Collection entries:
((

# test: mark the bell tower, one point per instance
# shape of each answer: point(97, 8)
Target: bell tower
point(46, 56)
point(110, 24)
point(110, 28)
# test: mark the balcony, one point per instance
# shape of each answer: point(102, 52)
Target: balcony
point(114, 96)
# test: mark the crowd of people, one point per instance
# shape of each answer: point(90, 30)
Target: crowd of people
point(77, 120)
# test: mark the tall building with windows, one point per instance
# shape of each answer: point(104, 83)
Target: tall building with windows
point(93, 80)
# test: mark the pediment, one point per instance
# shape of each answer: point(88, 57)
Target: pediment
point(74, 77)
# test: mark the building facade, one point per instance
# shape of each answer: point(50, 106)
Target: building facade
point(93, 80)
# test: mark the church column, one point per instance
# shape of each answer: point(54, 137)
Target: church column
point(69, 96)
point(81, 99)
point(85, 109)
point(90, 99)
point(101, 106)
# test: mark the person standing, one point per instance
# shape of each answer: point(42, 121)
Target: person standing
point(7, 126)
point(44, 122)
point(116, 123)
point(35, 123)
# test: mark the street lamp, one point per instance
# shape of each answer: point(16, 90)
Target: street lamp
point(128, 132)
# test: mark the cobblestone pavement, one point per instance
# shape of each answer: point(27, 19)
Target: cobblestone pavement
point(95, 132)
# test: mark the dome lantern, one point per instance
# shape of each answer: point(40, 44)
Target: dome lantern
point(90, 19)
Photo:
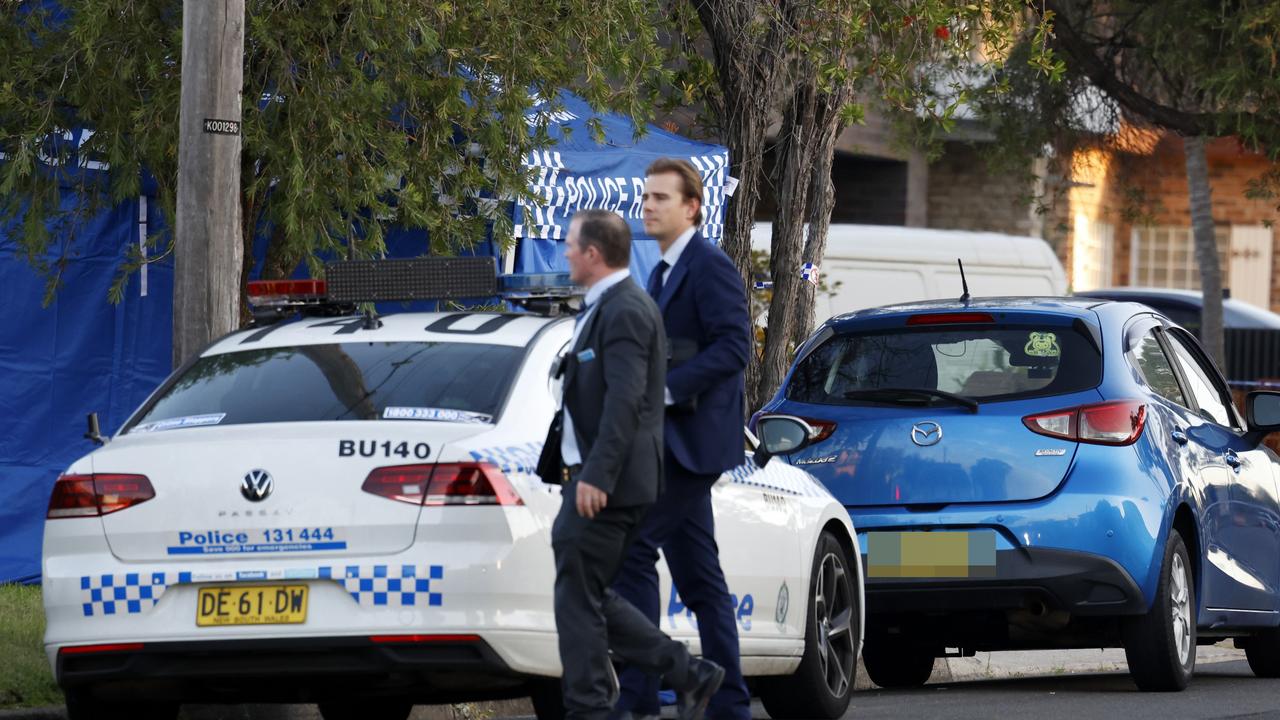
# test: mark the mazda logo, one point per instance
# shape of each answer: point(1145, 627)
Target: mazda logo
point(926, 433)
point(256, 486)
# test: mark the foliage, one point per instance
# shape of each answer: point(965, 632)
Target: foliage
point(356, 117)
point(26, 679)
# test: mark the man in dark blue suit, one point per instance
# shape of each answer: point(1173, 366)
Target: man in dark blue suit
point(705, 315)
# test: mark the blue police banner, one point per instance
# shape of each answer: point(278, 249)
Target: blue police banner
point(580, 173)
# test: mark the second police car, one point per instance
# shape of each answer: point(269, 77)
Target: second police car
point(343, 510)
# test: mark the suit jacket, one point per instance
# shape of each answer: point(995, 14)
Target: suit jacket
point(704, 309)
point(613, 387)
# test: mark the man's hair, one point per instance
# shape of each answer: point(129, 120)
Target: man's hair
point(607, 232)
point(690, 182)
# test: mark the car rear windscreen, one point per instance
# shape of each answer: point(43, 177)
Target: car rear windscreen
point(353, 381)
point(983, 363)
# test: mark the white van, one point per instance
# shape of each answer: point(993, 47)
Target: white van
point(887, 264)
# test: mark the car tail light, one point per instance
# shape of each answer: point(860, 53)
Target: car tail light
point(950, 319)
point(444, 483)
point(297, 290)
point(92, 648)
point(823, 427)
point(1105, 423)
point(101, 493)
point(406, 483)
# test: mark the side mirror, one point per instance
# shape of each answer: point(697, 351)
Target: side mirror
point(1262, 410)
point(781, 434)
point(95, 432)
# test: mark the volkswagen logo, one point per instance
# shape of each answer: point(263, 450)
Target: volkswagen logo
point(926, 433)
point(256, 486)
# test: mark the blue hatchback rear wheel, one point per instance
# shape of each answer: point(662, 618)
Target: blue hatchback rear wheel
point(1160, 646)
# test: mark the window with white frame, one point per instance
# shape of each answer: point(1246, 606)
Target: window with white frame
point(1165, 256)
point(1092, 251)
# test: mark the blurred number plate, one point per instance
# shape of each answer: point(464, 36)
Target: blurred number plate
point(251, 605)
point(932, 555)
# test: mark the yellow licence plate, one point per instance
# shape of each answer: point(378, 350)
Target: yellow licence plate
point(251, 605)
point(945, 554)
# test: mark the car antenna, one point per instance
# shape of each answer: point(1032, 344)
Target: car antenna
point(369, 315)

))

Given task:
Copy the items verbatim from their first line through the line containing "point(77, 120)", including both of those lines.

Output:
# test: mark the bell tower, one point per instance
# shape of each answer: point(97, 8)
Target: bell tower
point(46, 56)
point(110, 24)
point(110, 28)
# test: mark the balcony, one point per instance
# shape of each answer: point(102, 52)
Target: balcony
point(114, 96)
# test: mark the crowd of people, one point per instance
# shape of each answer: point(90, 30)
Target: crowd of people
point(77, 120)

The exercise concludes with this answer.